Entries provided:

::::

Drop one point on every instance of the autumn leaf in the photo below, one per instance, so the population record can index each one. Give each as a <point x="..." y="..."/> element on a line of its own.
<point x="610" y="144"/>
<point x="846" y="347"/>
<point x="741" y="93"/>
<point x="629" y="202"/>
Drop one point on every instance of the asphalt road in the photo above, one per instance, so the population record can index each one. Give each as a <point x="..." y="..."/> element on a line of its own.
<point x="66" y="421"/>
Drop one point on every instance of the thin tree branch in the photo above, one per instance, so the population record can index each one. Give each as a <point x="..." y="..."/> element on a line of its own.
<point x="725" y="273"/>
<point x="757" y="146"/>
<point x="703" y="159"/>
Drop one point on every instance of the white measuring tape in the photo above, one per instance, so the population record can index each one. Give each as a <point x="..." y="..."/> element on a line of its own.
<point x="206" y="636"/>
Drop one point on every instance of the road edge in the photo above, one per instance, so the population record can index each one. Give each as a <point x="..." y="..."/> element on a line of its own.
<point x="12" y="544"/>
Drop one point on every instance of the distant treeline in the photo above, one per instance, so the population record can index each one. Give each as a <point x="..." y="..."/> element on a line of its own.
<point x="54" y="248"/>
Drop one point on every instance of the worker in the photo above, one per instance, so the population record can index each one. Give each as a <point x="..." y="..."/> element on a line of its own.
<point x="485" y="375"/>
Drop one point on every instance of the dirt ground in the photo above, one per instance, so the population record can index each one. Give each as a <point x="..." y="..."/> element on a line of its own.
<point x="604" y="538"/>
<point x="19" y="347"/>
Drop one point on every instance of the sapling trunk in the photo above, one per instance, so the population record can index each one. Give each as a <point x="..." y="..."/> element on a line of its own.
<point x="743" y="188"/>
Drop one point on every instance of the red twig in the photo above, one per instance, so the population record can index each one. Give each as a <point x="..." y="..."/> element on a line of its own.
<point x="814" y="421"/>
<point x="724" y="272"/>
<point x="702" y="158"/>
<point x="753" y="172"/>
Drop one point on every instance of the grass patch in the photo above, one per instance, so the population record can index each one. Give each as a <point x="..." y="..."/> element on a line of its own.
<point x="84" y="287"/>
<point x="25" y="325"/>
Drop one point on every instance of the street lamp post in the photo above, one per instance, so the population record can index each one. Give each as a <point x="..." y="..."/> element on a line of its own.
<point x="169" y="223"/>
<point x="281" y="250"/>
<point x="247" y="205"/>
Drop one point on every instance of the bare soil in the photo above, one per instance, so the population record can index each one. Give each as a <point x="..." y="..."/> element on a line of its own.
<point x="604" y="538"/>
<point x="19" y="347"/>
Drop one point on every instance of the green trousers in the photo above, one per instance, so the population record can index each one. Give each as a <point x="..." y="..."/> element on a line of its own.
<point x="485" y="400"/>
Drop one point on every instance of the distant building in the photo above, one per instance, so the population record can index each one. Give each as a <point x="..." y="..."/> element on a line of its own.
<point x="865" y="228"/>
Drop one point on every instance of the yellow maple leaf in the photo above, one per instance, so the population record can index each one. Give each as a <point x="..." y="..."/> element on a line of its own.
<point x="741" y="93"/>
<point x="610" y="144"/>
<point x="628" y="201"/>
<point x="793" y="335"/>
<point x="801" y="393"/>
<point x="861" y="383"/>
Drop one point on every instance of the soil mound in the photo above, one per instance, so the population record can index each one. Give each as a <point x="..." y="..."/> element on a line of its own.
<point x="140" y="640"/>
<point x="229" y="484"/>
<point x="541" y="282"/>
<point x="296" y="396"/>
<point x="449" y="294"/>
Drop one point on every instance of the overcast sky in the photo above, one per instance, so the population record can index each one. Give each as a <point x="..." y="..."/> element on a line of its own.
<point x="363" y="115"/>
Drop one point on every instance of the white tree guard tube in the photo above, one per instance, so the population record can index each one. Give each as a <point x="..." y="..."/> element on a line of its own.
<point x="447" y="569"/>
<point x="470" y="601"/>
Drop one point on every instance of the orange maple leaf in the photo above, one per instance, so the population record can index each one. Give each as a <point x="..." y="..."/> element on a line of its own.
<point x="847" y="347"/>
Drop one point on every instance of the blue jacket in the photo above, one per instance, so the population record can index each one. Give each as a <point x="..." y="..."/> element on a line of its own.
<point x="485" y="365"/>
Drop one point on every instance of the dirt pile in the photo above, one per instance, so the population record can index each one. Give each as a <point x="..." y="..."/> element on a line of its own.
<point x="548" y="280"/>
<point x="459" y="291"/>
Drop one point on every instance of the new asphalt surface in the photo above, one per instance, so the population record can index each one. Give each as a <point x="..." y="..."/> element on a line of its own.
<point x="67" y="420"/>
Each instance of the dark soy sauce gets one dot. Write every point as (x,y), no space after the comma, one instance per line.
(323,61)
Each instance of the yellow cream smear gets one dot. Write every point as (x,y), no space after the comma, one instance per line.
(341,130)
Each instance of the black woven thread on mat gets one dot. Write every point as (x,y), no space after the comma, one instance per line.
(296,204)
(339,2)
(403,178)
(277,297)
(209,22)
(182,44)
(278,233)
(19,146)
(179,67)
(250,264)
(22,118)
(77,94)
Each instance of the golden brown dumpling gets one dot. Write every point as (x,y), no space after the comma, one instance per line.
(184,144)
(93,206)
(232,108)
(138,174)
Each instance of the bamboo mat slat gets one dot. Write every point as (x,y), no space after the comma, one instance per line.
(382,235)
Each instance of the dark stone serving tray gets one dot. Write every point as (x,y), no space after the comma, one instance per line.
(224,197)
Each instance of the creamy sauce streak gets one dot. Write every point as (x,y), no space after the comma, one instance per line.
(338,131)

::::

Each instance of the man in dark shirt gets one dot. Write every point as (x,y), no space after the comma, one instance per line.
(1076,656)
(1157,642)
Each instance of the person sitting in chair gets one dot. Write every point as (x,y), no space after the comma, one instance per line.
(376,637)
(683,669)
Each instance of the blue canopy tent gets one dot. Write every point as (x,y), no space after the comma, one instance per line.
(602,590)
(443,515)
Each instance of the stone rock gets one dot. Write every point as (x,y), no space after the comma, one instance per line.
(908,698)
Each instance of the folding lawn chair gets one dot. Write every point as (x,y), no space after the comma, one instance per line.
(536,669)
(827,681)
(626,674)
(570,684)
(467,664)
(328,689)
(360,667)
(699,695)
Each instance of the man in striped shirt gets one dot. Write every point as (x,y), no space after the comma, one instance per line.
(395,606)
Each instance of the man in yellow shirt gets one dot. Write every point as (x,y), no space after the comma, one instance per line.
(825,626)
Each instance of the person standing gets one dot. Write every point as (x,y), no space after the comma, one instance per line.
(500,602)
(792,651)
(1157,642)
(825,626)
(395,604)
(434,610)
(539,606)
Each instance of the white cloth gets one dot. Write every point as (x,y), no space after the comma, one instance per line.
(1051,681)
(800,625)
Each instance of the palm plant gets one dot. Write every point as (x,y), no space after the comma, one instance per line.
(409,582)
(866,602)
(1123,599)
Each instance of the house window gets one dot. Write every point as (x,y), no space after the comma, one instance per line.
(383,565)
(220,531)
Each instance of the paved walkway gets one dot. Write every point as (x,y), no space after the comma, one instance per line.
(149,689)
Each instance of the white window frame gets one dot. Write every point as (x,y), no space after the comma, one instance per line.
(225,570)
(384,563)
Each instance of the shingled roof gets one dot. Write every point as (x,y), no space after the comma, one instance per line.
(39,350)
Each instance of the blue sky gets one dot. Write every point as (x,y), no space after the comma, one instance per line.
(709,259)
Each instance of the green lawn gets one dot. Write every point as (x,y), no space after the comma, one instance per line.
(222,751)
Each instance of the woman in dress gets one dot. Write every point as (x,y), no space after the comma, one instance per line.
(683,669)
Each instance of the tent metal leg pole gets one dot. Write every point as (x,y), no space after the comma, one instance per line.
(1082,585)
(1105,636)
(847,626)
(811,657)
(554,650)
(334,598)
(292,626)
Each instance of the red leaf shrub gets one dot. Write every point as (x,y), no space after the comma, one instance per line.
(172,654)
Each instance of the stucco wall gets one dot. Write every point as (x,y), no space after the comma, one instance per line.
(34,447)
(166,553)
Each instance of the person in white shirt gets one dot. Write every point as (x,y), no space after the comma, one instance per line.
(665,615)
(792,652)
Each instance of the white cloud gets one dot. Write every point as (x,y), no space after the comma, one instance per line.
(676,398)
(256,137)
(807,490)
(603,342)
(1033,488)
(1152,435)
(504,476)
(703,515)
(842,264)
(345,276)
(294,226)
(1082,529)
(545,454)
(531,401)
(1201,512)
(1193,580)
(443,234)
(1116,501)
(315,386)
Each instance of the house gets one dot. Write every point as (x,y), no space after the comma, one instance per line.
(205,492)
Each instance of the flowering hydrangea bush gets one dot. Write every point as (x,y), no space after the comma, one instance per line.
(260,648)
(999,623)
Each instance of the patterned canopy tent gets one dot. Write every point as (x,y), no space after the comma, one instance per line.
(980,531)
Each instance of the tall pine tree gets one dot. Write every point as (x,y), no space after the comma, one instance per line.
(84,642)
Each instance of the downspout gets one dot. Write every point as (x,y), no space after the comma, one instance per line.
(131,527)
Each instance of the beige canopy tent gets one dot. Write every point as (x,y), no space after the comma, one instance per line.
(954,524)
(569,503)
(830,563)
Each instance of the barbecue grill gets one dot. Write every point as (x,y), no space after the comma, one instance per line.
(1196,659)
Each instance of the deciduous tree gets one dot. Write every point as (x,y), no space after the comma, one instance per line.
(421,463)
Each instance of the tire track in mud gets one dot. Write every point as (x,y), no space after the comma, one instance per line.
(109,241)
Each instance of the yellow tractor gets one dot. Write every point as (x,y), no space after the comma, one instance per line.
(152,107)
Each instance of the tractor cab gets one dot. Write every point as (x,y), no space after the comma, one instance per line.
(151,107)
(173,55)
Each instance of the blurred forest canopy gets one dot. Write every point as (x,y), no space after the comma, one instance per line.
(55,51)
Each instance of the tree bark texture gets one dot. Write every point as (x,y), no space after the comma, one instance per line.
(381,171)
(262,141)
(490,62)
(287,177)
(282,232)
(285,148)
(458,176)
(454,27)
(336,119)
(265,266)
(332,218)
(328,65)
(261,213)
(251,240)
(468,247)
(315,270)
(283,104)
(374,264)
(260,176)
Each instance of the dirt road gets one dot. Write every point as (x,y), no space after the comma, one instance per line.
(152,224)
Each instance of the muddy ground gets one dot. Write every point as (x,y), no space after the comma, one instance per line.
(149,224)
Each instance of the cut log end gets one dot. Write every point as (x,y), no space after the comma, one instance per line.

::::

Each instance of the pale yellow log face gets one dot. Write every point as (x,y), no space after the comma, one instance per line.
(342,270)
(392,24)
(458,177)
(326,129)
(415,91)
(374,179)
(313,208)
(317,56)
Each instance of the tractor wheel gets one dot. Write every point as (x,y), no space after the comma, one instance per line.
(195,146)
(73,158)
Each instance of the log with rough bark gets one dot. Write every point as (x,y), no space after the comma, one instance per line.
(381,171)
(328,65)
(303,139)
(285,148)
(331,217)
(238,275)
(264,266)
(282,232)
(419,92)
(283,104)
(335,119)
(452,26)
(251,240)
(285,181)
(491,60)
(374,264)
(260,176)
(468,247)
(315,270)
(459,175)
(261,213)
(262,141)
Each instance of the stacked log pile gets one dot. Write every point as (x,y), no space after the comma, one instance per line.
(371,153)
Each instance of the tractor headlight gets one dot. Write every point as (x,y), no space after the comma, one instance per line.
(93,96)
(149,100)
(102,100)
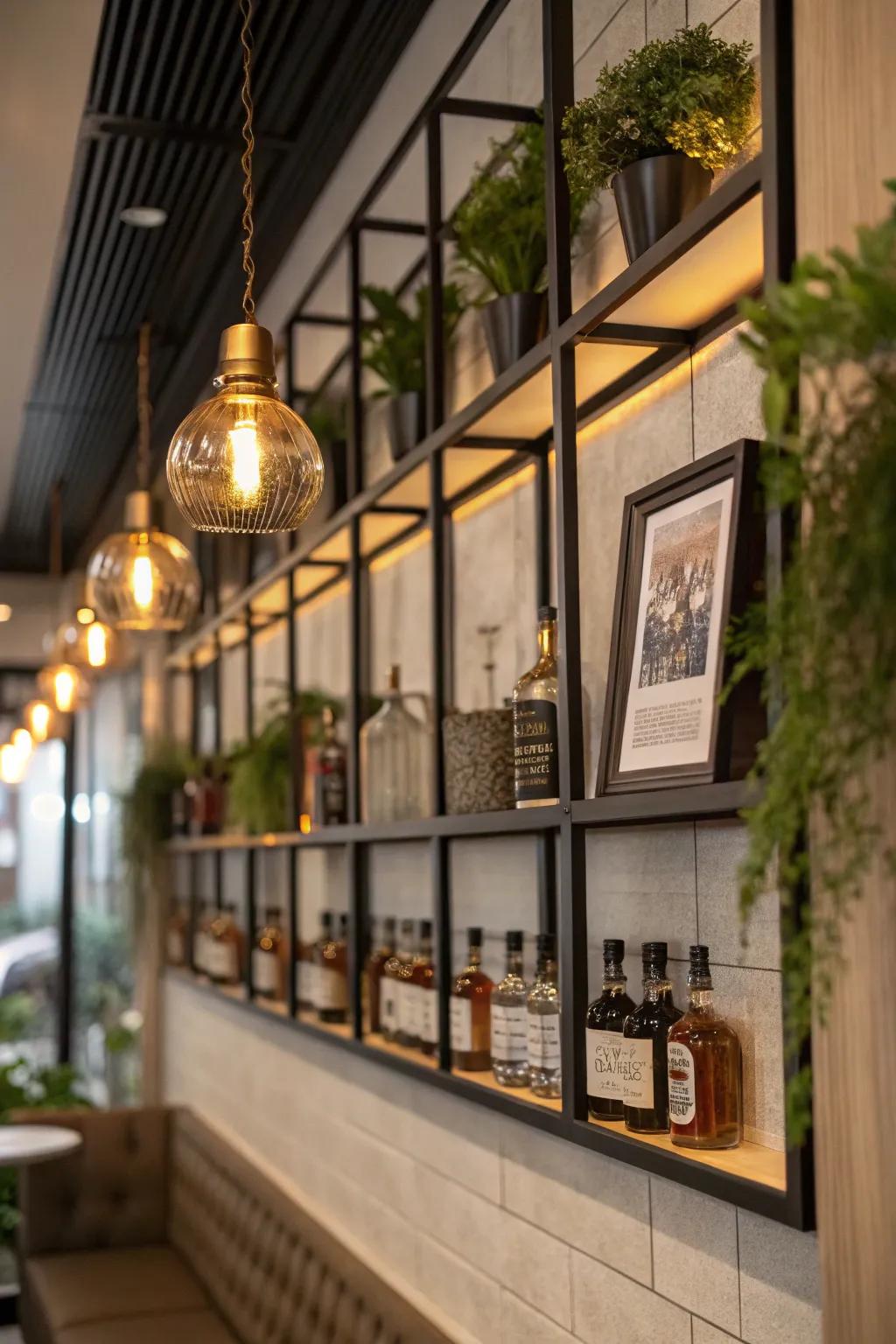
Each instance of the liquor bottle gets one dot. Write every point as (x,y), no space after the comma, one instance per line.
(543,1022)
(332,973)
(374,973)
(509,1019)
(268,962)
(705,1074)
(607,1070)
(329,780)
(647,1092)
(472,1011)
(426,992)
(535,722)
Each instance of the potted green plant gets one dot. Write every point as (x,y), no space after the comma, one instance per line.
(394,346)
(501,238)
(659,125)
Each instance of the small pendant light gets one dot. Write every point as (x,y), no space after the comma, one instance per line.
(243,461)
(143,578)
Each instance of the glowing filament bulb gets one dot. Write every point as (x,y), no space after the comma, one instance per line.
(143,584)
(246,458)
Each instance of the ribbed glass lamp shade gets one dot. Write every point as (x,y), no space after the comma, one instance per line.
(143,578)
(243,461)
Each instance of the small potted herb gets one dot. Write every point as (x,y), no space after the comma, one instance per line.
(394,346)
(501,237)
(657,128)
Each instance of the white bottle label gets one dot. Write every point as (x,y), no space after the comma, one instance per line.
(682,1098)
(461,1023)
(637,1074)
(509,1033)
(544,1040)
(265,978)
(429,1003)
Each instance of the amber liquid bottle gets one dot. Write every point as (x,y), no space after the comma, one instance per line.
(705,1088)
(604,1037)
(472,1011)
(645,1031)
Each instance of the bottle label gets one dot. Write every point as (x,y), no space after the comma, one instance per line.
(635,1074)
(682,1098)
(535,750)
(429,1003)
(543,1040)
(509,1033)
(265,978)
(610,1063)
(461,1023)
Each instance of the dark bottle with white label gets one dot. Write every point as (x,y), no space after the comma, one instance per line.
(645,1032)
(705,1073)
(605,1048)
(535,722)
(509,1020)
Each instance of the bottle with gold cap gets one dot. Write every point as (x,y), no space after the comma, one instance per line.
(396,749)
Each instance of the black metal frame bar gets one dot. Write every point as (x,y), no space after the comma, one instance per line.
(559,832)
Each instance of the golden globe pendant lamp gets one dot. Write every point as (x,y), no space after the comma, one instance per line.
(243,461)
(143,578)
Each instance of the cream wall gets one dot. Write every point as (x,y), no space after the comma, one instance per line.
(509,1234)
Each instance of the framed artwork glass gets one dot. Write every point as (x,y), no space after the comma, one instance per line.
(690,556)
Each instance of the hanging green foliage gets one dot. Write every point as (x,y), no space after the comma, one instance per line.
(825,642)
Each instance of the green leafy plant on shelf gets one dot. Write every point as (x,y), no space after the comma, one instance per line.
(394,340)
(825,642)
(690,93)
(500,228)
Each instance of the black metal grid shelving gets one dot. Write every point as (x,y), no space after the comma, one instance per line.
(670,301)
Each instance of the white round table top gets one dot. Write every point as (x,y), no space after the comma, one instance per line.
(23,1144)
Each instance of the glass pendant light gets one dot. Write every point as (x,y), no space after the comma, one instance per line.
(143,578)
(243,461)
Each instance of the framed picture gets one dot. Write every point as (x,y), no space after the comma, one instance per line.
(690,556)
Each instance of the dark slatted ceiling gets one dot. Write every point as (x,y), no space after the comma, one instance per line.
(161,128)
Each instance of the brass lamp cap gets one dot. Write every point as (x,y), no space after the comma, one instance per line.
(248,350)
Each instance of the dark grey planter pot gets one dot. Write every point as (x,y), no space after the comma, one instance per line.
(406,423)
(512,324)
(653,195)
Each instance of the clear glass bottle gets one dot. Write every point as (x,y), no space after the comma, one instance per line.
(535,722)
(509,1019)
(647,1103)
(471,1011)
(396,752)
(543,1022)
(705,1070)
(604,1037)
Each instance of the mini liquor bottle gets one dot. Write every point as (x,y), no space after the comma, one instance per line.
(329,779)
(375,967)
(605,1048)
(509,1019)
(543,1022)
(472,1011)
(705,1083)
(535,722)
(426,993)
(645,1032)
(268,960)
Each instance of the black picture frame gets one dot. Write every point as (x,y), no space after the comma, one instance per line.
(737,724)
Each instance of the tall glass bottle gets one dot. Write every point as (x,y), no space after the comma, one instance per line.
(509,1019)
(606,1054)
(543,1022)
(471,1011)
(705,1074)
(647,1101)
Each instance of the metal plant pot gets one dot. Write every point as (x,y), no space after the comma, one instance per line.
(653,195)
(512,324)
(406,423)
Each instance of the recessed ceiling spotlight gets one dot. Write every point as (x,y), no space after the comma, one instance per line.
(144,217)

::::

Your assignment: Above this task is a listing. Restate, word for word and with nothing added, the lines from the one with "Each instance of the tree" through the one with "Each instance of the cut".

Response box:
Each instance of the tree bark texture gets one dot. Write every point as (x,y), no space after the comma, one instance per line.
(381,171)
(262,141)
(490,62)
(287,177)
(282,232)
(285,148)
(458,176)
(454,27)
(336,119)
(265,266)
(332,218)
(328,65)
(261,213)
(251,240)
(468,247)
(315,270)
(283,104)
(374,264)
(260,176)
Each instance of the dirt road gets one dot. Write every point as (x,y), no space after the comma, one instance per line.
(152,224)
Each instance of the muddy ground gets one dot. Write every point as (x,y), no space after the comma, one instance per line.
(149,224)
Each instance of the cut log end gets one dot. Write every point as (x,y), no space after the comma, one instance per line.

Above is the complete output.